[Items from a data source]
- Opening Delimiter -

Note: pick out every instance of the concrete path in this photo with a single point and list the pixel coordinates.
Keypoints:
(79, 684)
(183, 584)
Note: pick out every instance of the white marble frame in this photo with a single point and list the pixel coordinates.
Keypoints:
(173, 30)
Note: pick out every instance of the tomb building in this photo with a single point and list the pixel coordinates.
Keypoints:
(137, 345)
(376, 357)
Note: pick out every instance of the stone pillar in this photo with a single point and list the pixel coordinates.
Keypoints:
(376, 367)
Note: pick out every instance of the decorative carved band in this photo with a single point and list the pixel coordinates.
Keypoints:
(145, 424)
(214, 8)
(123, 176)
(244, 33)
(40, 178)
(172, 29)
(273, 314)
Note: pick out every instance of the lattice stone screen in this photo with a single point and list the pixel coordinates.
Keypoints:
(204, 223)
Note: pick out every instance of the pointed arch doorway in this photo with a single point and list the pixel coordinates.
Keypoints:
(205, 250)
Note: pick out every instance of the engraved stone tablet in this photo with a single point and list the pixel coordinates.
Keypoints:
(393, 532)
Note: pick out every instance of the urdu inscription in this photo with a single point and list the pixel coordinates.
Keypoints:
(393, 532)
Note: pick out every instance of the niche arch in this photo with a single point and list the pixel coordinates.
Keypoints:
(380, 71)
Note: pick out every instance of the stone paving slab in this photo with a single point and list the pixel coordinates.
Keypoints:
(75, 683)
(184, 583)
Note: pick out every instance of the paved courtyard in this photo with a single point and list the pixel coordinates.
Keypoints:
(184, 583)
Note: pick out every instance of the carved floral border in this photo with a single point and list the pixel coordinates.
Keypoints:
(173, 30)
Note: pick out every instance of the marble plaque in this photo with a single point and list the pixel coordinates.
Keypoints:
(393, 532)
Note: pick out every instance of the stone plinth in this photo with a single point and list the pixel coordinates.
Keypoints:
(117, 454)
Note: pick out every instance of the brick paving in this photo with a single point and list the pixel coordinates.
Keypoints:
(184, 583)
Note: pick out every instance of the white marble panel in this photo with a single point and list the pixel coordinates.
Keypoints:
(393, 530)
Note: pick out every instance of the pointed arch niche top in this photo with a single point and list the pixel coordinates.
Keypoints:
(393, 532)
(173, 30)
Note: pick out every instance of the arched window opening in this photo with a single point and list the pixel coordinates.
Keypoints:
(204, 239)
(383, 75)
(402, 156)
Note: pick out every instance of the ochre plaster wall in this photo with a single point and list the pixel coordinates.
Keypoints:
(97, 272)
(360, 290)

- Closing Delimiter -

▶ _Task brief_
Type out each entry above again, exactly.

▶ _Task response_
Note: pick out every instance of the concrete path in this photo with a single point and list the pixel coordinates.
Keypoints:
(79, 684)
(183, 584)
Note: pick out every instance of the white marble frame in this photo with a single point and list the pixel coordinates.
Keypoints:
(173, 30)
Note: pick out every instance of the tomb building in this photo with a single point and list the pixel coordinates.
Keypoints:
(137, 345)
(376, 357)
Note: pick out every instance of the stone pillar in this photo with a single point and list the pixel coordinates.
Keypoints:
(376, 367)
Note: pick out every instance of the decorative carved band in this photo with a single point and list the pixel coordinates.
Keypoints:
(145, 424)
(214, 8)
(123, 176)
(244, 33)
(40, 178)
(172, 29)
(273, 314)
Note: pick out every instance of the lattice stone screen in this photo with a single point and list the pixel coordinates.
Keypoints:
(204, 223)
Note: pick out every instance of the pointed arch doorway in this photo with a single point and list the pixel coordinates.
Keypoints:
(205, 250)
Note: pick out every instance of the engraved stone tablet in this photo with a single point and list the pixel coordinates.
Keypoints:
(393, 532)
Note: pick out every instance of the urdu inscription in this photo with a single point and list the pixel coordinates.
Keypoints:
(393, 532)
Note: pick out every instance of the niche arch in this photo with a single point and list the pixel coordinates.
Keypoints:
(380, 71)
Note: pick out every instance of the stone paving slab in this photo with a single point and list the pixel coordinates.
Keypoints:
(75, 683)
(184, 583)
Note: pick out every instance of the paved courtyard in this photo with a single point and list the pixel coordinates.
Keypoints:
(184, 583)
Note: pick out every instance of the carved floral border in this photo with a single point and list the pixel coordinates.
Keypoints:
(173, 30)
Note: pick out every instance of the marble plaque in this photo with a single point and list the pixel coordinates.
Keypoints:
(393, 532)
Note: pick out every instance of the stone plinth in this photo with a single point and list the pixel coordinates.
Keypoints:
(117, 454)
Note: pick out every instance of the brick paving in this photo with a single point and list the pixel coordinates.
Keypoints:
(184, 583)
Note: pick out every instance of the white marble panel in this photo with a single point and list the pixel coordinates.
Keypoints:
(393, 530)
Note: pick out every instance of the pointed arch niche top in this photo with a single point and list the pixel coordinates.
Keypoints:
(393, 532)
(173, 30)
Note: pick out every instance of the arched window opening in this photo with a single point and list the pixel coordinates.
Keypoints:
(204, 239)
(383, 75)
(402, 156)
Note: pick out every instance of the ochre plaster wall in this photo with a single point and list the pixel coordinates.
Keypoints:
(97, 272)
(360, 290)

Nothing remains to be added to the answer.